◆ GIVEN DATA ◆
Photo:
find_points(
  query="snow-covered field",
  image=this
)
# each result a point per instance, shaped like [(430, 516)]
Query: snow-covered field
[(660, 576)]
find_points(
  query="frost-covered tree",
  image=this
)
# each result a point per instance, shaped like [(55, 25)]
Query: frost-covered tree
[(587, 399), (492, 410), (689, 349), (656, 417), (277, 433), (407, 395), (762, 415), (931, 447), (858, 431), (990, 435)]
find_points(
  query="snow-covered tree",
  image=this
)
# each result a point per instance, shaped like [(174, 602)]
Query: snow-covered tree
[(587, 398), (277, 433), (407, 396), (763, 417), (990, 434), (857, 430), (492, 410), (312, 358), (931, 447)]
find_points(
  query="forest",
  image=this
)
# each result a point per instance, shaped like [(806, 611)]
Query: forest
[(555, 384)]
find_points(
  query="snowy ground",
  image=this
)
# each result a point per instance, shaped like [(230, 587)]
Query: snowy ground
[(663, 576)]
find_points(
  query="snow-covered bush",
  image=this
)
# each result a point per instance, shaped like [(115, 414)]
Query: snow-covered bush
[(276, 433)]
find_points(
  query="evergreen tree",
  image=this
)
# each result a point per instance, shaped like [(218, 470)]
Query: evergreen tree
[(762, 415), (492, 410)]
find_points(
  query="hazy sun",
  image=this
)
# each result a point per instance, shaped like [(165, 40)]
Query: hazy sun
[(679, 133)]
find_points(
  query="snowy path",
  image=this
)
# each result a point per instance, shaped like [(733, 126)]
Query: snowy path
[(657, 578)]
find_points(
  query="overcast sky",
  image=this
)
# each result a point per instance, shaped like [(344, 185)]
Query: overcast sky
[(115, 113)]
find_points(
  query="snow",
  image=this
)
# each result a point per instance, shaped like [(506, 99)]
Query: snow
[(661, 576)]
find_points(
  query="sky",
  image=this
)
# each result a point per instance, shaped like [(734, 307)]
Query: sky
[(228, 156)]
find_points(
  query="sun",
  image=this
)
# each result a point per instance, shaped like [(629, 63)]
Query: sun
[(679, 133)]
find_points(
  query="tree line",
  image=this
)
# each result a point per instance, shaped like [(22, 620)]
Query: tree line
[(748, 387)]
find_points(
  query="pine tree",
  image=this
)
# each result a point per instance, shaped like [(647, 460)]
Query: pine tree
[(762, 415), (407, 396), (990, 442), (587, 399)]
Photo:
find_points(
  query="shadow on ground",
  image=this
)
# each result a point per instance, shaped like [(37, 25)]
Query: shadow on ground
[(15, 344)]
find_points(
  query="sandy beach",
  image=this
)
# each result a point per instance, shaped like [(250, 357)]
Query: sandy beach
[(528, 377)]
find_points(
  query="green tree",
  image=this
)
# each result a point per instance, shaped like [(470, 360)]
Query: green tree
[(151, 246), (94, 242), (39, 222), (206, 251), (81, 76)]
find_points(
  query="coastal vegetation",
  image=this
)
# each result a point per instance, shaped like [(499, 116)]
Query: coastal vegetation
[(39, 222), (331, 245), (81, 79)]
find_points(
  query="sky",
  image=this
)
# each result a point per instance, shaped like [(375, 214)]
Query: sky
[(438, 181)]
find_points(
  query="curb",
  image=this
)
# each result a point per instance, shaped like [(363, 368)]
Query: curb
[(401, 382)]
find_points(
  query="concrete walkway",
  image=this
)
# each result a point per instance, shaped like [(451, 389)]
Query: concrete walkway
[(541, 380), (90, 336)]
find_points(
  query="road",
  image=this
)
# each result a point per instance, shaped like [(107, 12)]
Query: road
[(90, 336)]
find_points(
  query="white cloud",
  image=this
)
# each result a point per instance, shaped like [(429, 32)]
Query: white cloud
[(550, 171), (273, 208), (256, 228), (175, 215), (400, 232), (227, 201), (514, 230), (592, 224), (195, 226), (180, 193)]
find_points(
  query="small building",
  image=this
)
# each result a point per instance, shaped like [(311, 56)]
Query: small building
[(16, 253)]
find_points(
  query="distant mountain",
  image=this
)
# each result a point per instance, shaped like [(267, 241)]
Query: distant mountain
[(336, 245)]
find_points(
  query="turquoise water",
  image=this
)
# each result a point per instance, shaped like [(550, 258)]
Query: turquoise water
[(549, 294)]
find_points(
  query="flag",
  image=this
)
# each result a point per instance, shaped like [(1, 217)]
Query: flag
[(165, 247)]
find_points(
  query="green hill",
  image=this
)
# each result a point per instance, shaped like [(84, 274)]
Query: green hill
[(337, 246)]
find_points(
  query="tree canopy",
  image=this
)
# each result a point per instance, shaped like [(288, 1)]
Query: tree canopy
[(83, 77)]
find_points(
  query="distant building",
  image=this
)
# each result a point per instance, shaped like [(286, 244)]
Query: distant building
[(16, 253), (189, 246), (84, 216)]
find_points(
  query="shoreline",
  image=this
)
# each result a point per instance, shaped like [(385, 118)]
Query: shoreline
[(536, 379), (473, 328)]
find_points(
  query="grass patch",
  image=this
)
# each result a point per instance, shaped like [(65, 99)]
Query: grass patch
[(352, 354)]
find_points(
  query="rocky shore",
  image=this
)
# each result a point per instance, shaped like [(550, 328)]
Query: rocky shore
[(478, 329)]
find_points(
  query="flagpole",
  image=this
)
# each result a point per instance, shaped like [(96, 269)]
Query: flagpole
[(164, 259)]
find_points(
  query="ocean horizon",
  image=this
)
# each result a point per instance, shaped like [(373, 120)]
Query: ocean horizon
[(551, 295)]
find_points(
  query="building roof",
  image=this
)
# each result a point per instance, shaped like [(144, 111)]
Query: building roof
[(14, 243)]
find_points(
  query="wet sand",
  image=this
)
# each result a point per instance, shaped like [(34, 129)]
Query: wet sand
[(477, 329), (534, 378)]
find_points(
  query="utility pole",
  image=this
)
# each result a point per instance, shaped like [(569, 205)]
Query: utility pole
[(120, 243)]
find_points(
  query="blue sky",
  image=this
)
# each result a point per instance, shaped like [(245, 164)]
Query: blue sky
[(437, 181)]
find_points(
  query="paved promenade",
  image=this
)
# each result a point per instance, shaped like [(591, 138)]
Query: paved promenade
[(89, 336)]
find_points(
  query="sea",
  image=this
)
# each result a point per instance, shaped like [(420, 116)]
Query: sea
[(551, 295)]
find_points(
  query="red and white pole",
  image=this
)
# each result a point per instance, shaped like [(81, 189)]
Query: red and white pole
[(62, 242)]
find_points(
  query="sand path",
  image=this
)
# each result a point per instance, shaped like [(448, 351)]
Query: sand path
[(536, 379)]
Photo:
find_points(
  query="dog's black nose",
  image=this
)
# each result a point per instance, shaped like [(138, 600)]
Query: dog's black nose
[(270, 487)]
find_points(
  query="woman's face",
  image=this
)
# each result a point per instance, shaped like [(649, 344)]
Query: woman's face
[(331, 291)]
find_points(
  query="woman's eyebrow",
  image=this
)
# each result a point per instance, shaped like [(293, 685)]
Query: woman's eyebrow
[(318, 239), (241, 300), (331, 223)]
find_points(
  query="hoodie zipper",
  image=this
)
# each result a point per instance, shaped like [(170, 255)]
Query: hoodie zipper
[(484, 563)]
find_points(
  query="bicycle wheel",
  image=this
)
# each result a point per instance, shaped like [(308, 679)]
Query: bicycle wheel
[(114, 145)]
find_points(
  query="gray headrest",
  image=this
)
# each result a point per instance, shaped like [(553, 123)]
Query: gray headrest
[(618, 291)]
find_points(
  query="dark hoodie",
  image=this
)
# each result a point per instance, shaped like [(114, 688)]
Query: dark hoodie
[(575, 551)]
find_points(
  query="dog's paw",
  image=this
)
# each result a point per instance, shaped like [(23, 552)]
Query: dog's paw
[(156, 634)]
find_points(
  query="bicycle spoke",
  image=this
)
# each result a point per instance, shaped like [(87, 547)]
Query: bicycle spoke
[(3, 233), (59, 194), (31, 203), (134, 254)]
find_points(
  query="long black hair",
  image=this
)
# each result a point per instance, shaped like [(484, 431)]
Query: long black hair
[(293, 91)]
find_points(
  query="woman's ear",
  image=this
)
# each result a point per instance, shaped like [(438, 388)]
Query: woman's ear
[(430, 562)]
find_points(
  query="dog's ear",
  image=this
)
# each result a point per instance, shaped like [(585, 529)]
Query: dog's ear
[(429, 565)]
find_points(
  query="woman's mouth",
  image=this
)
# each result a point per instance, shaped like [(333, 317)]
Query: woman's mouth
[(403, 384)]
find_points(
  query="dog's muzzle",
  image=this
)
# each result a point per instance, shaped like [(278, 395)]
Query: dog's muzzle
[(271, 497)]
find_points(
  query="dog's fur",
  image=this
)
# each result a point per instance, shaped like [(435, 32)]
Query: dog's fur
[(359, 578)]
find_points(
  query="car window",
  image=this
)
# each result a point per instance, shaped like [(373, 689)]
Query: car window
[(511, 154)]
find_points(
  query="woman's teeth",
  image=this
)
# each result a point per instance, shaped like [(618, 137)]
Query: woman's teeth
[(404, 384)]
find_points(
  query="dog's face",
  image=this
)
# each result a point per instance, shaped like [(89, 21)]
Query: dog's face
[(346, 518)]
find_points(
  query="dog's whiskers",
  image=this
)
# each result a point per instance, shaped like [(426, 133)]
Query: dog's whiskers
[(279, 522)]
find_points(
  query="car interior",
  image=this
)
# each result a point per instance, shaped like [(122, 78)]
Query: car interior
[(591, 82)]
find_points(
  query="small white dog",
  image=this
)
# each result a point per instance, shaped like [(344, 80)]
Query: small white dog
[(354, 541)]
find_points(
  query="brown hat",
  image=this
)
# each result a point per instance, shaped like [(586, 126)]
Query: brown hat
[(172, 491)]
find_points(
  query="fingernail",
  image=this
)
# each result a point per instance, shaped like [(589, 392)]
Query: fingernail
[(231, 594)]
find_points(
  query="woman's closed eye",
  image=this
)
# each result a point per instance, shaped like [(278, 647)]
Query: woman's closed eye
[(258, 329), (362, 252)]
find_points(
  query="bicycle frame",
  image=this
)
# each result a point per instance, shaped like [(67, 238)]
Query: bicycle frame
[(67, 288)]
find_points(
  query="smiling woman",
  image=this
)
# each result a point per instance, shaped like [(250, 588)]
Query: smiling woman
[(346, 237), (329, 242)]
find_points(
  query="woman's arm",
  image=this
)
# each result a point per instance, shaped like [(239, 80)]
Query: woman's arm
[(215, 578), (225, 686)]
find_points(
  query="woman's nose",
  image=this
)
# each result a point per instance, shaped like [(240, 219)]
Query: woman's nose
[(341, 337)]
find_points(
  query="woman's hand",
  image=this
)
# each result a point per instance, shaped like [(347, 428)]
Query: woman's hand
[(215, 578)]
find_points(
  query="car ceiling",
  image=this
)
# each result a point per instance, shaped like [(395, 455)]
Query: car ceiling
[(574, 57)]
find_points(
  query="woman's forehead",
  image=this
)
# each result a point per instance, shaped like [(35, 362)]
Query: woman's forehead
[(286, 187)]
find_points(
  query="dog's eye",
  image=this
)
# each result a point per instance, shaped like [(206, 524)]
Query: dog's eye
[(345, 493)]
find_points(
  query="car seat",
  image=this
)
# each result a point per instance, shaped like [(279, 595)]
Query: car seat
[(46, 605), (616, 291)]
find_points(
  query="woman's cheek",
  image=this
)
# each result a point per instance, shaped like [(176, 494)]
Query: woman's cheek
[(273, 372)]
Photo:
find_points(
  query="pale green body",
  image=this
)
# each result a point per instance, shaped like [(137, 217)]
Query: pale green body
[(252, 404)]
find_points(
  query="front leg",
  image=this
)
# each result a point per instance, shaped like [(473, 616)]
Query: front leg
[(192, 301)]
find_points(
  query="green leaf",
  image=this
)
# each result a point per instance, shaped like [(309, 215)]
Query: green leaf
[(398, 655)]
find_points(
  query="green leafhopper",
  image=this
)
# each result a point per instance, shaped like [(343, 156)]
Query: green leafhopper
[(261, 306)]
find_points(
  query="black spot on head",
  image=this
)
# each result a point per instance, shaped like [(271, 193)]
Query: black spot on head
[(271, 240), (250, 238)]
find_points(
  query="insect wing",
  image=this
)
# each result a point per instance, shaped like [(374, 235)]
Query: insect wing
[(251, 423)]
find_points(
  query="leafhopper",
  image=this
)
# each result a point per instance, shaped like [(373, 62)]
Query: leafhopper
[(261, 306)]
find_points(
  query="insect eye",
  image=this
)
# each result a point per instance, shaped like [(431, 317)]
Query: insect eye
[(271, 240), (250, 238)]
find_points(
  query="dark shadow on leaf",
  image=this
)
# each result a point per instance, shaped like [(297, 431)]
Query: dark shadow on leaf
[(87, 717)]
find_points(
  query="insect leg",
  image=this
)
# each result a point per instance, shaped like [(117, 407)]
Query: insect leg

◆ DESCRIPTION OF THE TASK ◆
Please put every line from the start of the entries through the line containing "[(115, 113)]", both ends included, into a numbered list, leaving out any blank lines.

◆ CORRECT OUTPUT ◆
1. Photo:
2. find_points(
3.   query="snow-covered field",
4.   image=this
5. )
6. # each result a point per instance, shaped like [(430, 516)]
7. Query: snow-covered field
8. [(660, 576)]
9. find_points(
10.   query="frost-covered tree",
11.   image=this
12. )
13. # each result a point per instance, shaped like [(55, 25)]
14. Query: frost-covered tree
15. [(587, 399), (492, 410), (689, 349), (656, 417), (277, 433), (407, 395), (762, 415), (931, 447), (858, 431), (990, 435)]
16. find_points(
17.   query="snow-covered tree",
18.   image=this
19. )
20. # each result a point per instance, shaped like [(174, 602)]
21. Query: snow-covered tree
22. [(587, 398), (277, 433), (407, 396), (763, 417), (990, 434), (857, 430), (492, 410), (312, 358), (931, 447)]
23. find_points(
24.   query="forest",
25.   image=this
26. )
27. # each result a point per instance, shaped like [(806, 611)]
28. Query: forest
29. [(555, 384)]
30. find_points(
31.   query="snowy ground",
32.   image=this
33. )
34. # each result a point per instance, shaped like [(230, 587)]
35. Query: snowy ground
36. [(663, 576)]
37. find_points(
38.   query="snow-covered bush",
39.   image=this
40. )
41. # each result a point per instance, shaped like [(115, 414)]
42. Query: snow-covered bush
43. [(276, 433)]
44. find_points(
45.   query="evergreen tree",
46.   image=this
47. )
48. # each result a point per instance, shaped like [(218, 470)]
49. Query: evergreen tree
50. [(762, 415), (492, 410)]
51. find_points(
52.   query="hazy sun",
53.   image=this
54. )
55. # each result a point per instance, shaped like [(165, 40)]
56. Query: hazy sun
57. [(679, 133)]
58. find_points(
59.   query="snowy path",
60.   image=this
61. )
62. # each result a point per instance, shaped like [(733, 126)]
63. Query: snowy path
64. [(657, 578)]
65. find_points(
66.   query="overcast sky",
67.   image=this
68. )
69. # each result a point per instance, shaped like [(344, 185)]
70. Query: overcast sky
71. [(115, 113)]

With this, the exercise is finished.